> [What needs to be done]
Reproduce every line of the records below word for word, but omit the pictures.

> [Materials provided]
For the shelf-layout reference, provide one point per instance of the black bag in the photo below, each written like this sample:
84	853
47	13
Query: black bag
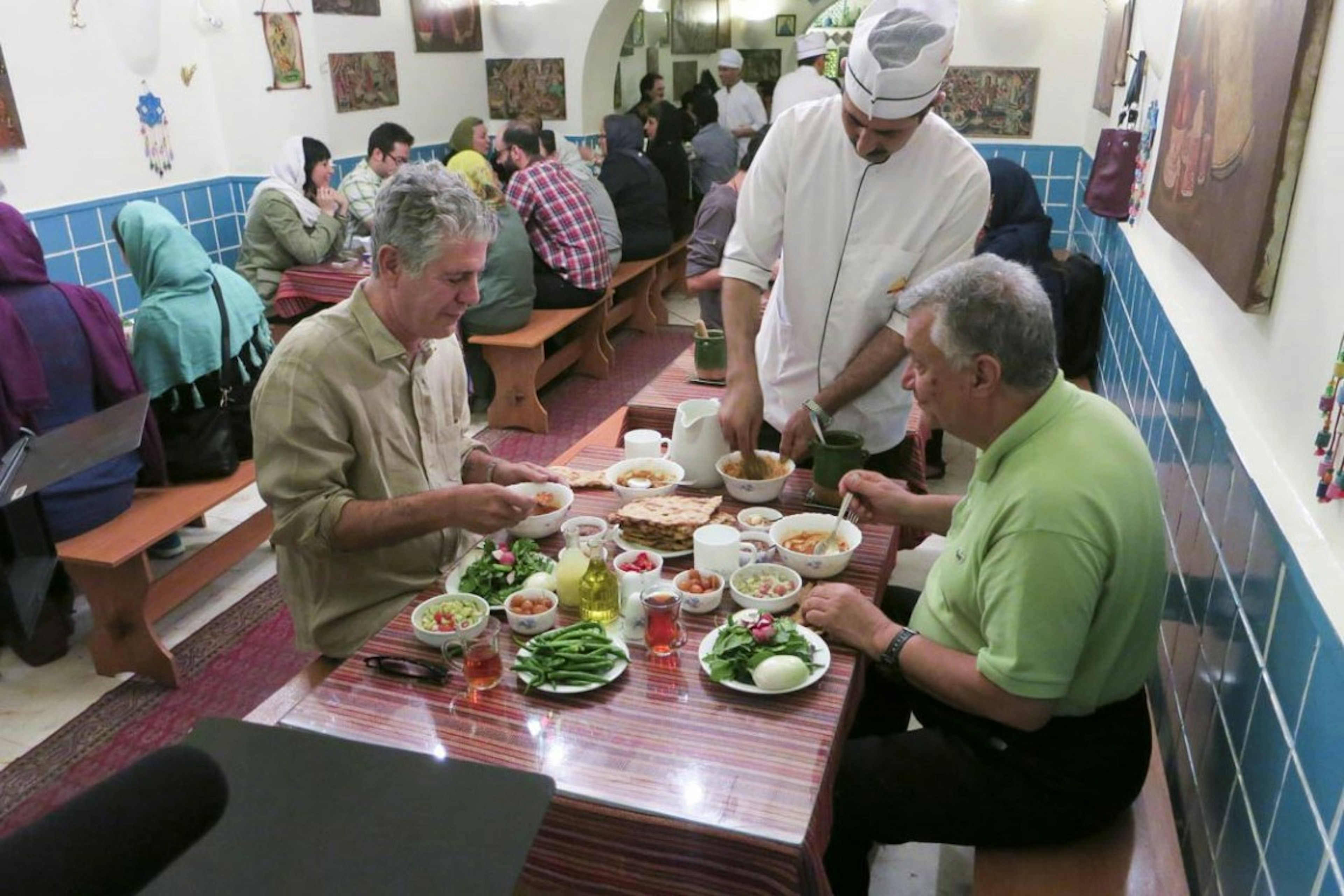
1112	178
209	444
1080	336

> [Output]
For the shelf-layout reference, provide one point per instance of the black bag in the photo below, each written like this sample:
84	853
47	13
Query: black bag
1112	178
209	444
1080	336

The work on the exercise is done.